[The input — start]

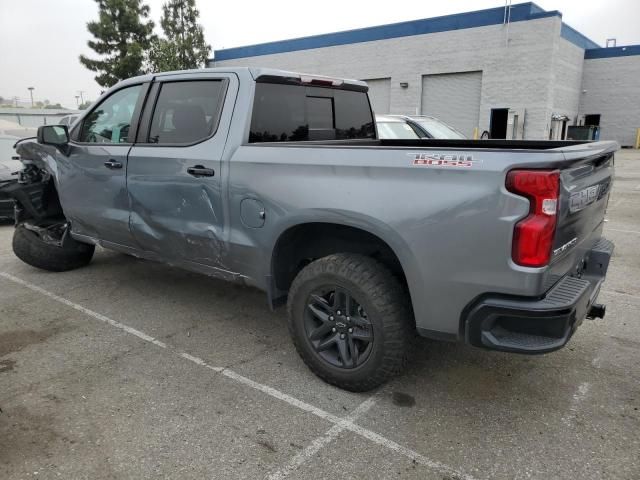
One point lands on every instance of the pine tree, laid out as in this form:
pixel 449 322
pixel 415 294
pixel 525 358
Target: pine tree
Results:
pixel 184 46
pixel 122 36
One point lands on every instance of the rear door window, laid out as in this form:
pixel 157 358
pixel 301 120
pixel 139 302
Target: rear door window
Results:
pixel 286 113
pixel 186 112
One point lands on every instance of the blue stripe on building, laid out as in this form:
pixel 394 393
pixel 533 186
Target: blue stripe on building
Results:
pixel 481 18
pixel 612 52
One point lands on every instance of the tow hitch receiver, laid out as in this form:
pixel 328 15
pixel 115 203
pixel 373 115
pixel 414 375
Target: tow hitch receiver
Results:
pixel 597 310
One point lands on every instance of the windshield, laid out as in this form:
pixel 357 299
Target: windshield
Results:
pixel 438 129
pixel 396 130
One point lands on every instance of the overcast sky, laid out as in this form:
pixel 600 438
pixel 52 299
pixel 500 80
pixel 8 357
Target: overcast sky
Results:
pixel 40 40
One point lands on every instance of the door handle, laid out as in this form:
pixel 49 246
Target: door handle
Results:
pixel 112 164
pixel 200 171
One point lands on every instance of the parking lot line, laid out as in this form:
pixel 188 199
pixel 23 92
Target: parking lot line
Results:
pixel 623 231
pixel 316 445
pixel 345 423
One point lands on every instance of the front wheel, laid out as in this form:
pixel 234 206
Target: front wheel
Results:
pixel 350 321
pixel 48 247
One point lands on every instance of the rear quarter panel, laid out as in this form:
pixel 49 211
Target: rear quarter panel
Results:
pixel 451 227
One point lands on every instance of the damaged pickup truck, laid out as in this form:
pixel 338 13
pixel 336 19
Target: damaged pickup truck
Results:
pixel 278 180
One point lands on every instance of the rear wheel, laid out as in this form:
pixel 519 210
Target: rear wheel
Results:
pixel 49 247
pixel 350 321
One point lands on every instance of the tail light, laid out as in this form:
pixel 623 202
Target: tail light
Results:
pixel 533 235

[The input — finish]
[The input — start]

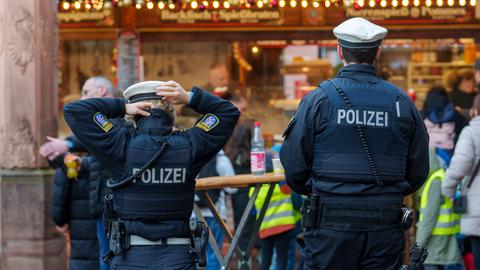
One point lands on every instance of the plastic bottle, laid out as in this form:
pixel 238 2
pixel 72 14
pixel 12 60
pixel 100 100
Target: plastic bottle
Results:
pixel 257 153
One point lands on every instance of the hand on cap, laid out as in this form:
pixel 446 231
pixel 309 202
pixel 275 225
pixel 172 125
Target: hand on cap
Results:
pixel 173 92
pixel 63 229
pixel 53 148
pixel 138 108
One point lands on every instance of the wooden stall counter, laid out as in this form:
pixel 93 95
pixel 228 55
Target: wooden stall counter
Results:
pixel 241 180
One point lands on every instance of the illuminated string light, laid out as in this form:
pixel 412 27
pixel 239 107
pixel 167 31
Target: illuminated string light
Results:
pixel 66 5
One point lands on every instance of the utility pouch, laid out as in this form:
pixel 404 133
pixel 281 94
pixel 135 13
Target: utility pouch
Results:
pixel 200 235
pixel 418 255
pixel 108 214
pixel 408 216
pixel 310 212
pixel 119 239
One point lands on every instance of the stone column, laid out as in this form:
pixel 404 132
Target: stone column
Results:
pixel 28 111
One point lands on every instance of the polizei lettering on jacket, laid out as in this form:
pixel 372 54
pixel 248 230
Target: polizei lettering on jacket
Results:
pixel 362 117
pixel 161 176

[The input — finish]

* [Problem]:
In the lines above, find each one with "damaged" and list it.

* [Finished task]:
One point lands on every instance of the damaged pickup truck, laid out as in this form:
Target: damaged pickup truck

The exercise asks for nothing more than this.